TASK PROMPT →
Please return the records below exactly as they appear, leaving every picture out.

DATA FOR THIS TASK →
________________________

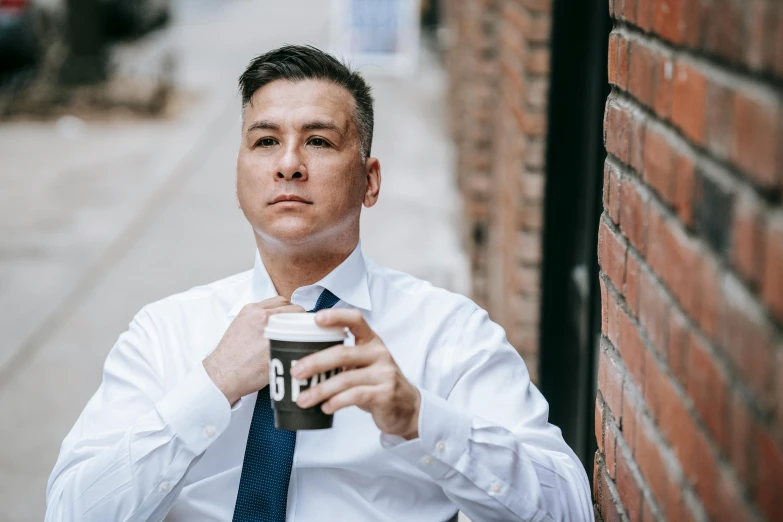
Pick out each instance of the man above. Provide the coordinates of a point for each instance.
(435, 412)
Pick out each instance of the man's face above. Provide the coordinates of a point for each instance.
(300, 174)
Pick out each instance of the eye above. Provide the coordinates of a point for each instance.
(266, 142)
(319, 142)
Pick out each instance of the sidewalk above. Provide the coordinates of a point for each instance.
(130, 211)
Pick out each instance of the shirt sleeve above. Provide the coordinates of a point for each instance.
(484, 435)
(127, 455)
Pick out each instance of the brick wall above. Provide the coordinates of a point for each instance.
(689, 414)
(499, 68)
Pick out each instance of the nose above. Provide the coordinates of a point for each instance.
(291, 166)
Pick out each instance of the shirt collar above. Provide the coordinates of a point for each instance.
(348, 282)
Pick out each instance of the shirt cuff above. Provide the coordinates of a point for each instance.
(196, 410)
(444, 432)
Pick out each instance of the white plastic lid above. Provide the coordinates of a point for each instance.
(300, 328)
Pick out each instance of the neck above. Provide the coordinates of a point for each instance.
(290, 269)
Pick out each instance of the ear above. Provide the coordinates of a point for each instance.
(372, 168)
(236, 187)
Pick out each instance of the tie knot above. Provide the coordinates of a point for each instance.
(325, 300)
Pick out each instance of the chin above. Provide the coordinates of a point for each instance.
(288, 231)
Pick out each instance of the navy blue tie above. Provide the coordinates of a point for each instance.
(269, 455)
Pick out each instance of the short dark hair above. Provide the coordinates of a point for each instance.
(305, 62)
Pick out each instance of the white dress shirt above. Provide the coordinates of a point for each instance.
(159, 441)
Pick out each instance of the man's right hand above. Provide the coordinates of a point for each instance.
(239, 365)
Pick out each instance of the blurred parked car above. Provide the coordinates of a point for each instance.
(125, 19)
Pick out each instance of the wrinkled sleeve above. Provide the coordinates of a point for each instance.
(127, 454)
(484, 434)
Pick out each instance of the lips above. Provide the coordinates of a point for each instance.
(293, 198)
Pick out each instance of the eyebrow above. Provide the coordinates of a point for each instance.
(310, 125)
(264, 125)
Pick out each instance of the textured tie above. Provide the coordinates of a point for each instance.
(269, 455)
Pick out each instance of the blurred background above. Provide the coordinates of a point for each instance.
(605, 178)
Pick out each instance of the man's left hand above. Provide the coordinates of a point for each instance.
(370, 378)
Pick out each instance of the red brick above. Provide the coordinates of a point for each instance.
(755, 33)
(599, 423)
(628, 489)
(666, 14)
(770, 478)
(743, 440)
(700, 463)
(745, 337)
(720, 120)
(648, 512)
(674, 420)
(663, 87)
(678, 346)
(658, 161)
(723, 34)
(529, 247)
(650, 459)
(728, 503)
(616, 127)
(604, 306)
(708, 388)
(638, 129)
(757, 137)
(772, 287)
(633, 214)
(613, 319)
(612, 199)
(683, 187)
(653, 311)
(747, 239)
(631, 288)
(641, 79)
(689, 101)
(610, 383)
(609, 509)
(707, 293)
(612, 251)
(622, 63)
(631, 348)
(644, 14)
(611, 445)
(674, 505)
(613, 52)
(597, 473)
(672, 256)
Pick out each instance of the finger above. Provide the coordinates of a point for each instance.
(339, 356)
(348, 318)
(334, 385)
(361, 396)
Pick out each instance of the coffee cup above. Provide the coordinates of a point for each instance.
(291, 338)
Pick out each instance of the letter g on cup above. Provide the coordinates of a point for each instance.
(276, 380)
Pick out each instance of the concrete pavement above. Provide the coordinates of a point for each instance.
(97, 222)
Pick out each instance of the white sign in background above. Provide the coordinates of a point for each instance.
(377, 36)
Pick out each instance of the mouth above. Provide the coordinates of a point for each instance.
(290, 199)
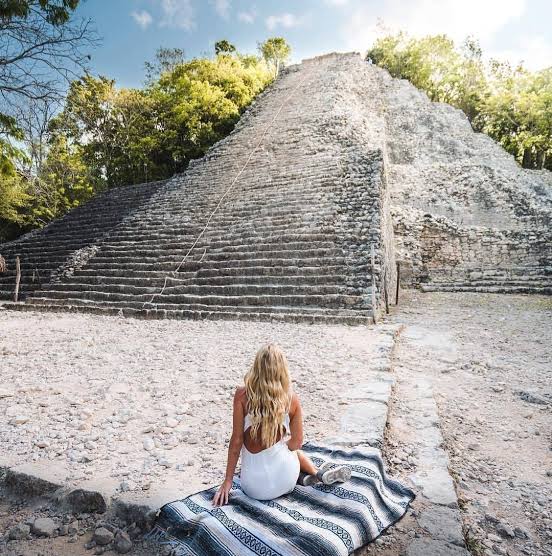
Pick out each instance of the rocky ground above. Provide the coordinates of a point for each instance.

________________________

YOUR RESPONSE →
Pick out each instance of the man above. Provide the coordinates of a point for each instance.
(435, 412)
Pick out each instance of the man's face above. Provide the coordinates of a point for each instance.
(300, 174)
Pick out each instance of the eye above. Provide the coordinates of a point for each instance.
(266, 142)
(319, 142)
Pick out each instance of the sidewalk above. Provide the coordinates of a point for each instance.
(130, 211)
Pick out each instance of the shirt sleeve above. Provide the coordinates of a point for each instance.
(484, 435)
(127, 455)
Pick out each instance of the brick wall above. Provide the coordinates of a point for each instance.
(689, 414)
(499, 68)
Pick out each instance of the nose above. Provide the coordinates of a point for each instance.
(291, 166)
Pick out each instance of the shirt collar above. Provide the coordinates of a point for each instance.
(348, 282)
Pick out each instance of the shirt cuff above. Provide the coordinates of a point for each instance.
(196, 410)
(444, 432)
Pick out each instance of the white plastic lid above. Provide the coordinates of a point for each instance.
(300, 328)
Pick out each instance of the neck above. Provide the coordinates of a point for each instance.
(290, 269)
Pick out each instance of the ear above. Provide the coordinates of a point for each instance.
(372, 168)
(236, 187)
Pick out each instance of the tie knot above. Provide the coordinates of a point for each instance.
(325, 300)
Pick out each instance of the chin above. Provide the coordinates of a point for each instance.
(288, 231)
Pick out each instance of the navy blue tie above. Provide the coordinates of a point for each instance.
(269, 455)
Pick out each instance of the short dark hair above. Provide the coordinates of a point for each instance.
(305, 62)
Pick out each instance of the white dress shirt above. Provide the coordinates of a point for each instance.
(159, 441)
Pick out each instance of the man's right hand above. Provide the coordinates of a point for each instance.
(239, 365)
Pick out each instance of the blurred parked car above. Provide the coordinates of a point for each instance.
(125, 19)
Pick out each instance of the wrinkled sleeve above. Provide the coordinates of a point for each instance.
(127, 454)
(484, 434)
Pick out each instance of the lips above. Provide the coordinates of a point for each instance.
(293, 198)
Pick out each instance of the eyebrow above. Provide the coordinates of a point for each instance.
(310, 125)
(264, 125)
Pick out each instance of the textured tie above. Provide the coordinates of a point for each instance.
(269, 455)
Pick out each instance of the blurred background above. Provide the coordinates of a point for each instance.
(605, 178)
Pick out each instance of the man's left hand above. Provide the coordinates of a point for each instance.
(370, 378)
Pick out each instance of the red brick above. Provide the coordinates of a point for each instance.
(755, 33)
(599, 423)
(628, 489)
(666, 14)
(770, 478)
(743, 440)
(700, 463)
(745, 337)
(720, 120)
(648, 512)
(674, 420)
(663, 87)
(678, 346)
(658, 161)
(723, 34)
(529, 247)
(650, 459)
(728, 503)
(616, 127)
(604, 306)
(708, 388)
(638, 129)
(757, 137)
(772, 287)
(633, 214)
(613, 319)
(612, 199)
(683, 187)
(653, 311)
(747, 239)
(631, 288)
(641, 79)
(689, 101)
(610, 383)
(609, 509)
(707, 293)
(612, 251)
(622, 63)
(631, 348)
(644, 14)
(611, 445)
(674, 505)
(613, 52)
(597, 473)
(672, 256)
Pick out each instance of the finger above. Provide the coordinates of a point for each instance.
(339, 356)
(348, 318)
(334, 385)
(361, 396)
Pick out each instance of the coffee cup above. Provide the coordinates of a point for each instance.
(291, 338)
Pick out each instance of the letter g on cup above. Provide the coordinates of a point for each instance.
(276, 380)
Pick out each instance of the concrete pavement above. Provide the coordinates of a point for each instance.
(97, 222)
Pick out each instance of the white sign in background above. Provide the coordinates of a point for each instance.
(377, 36)
Pick out each instance of the mouth above. Provide the coordinates of a point for each instance.
(290, 199)
Pick out each instance of the rocky ground above. Provide the coordinates of a point for each instance.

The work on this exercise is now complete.